Please rewrite everything from "Manning also took" down to "developments into account." in the Summit of the Americas text, putting "economic downturn" wherever "economic crisis" appears.

• Supplied passage
☆ ☆ ☆ ☆ ☆

My Friends, when we proposed that Trinidad and Tobago host two major international meetings at this time, we knew we were taking a giant step forward for our country and also for our CARICOM (Caribbean Community) partners. It was clear to us that our nation and our regional neighbourhood would emerge as a stronger voice in the community of nations. For far too long, smaller nations have existed on the global periphery; for far too long there has been mere tokenism in recognition of this reality; and for far too long countries and regions like ours have not had sufficient success in shaping an all-inclusive global agenda. If Trinidad and Tobago is aspiring to be a developed country, it must start to shoulder the commensurate responsibility. And so, here we are today.

Manning also took due note of the critical international context:

We should also recognise that the Fifth Summit of the Americas takes place during a crucial time in world affairs, when the issues to be discussed have become more important than ever and when the urgency for concrete collaborative action is even greater than in the past. The world is today facing an unprecedented economic crisis from which no country or region is insulated.

The financial crisis of the past several months affects us all. The entire world is now in a period of transition. Major economies now face weakening economic conditions with adverse consequences for social progress looming on the horizon. The current economic crisis could deepen existing vulnerabilities in our countries or expose new ones. The agreements reached at the Fifth Summit will take these developments into account.

At the same time, we must also recognize that the pillars of the Summit theme - human prosperity, energy security and environmental sustainability - are at the core of our ability to weather the financial storm capably and successfully.

Nevertheless, it is the US role in the region which inevitably draws attention.  What will be the new focus of the Obama Administration?  As Council of Foreign Relation's Nelson and David Rockefeller Senior Fellow for Latin American Studies, Dr. Julia Sweig reports:

For the first time in nearly two centuries, the United States will find a Latin America that has unapologetically dropped the region's traditional deference to U.S. power. When President Barack Obama and Secretary of State Hillary Clinton arrive for the Fifth Summit of the Americas in April, they will step into a political and diplomatic environment dramatically different from that confronting any of their predecessors. Understandably, the Obama administration will assert its disposition to forge partnerships, recover ground lost in recent years, and work toward the shared prosperity, social inclusion and common security agenda to which the region's governments have loosely agreed. But, with a global financial crisis and domestic recession constraining resources, not to mention a foreign-policy agenda that is all but saturated with other strategic priorities, the United States faces clear limitations on what it can achieve in its own neighborhood. Still, the forces of interdependence within the Americas remain as compelling as ever and require a strategy that advances U.S. interests in this new environment. As the countries of Latin America become stronger and more independent, the United States will face an uphill battle to make relationships work.

☆ ☆ ☆ ☆ ☆

• Extracted data
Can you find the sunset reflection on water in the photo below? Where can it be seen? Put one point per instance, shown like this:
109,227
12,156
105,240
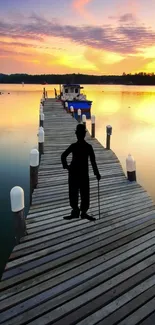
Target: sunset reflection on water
129,109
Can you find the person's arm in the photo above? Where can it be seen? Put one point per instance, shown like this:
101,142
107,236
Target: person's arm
93,162
64,156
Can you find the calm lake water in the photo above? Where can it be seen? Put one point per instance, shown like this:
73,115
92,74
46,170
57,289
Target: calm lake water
129,109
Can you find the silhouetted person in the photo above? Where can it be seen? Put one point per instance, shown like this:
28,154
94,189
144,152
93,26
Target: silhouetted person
79,173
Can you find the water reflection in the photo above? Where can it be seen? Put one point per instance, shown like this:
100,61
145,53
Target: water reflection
131,112
129,109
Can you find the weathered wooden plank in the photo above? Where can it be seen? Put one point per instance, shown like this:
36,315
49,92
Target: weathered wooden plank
56,269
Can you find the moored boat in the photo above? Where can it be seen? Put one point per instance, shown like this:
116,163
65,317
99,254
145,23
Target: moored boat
70,94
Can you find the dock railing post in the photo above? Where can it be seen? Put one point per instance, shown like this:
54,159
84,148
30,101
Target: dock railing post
109,133
44,93
42,117
72,111
84,120
66,106
131,168
41,142
17,207
34,164
79,115
93,126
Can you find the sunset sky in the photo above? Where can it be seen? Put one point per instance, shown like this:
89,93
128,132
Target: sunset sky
81,36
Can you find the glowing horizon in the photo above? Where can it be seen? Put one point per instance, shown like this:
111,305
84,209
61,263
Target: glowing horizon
77,36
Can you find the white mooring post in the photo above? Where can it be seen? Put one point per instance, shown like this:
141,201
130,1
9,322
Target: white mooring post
131,168
93,126
66,106
34,164
17,207
41,142
109,133
84,120
79,115
72,111
42,117
41,109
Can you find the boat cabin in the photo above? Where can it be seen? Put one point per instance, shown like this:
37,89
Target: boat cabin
71,91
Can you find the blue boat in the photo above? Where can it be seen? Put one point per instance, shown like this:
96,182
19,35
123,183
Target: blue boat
71,97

☆ ☆ ☆ ☆ ☆

• Right answer
Manning also took due note of the critical international context:

We should also recognise that the Fifth Summit of the Americas takes place during a crucial time in world affairs, when the issues to be discussed have become more important than ever and when the urgency for concrete collaborative action is even greater than in the past. The world is today facing an unprecedented economic downturn from which no country or region is insulated.

The financial crisis of the past several months affects us all. The entire world is now in a period of transition. Major economies now face weakening economic conditions with adverse consequences for social progress looming on the horizon. The current economic downturn could deepen existing vulnerabilities in our countries or expose new ones. The agreements reached at the Fifth Summit will take these developments into account.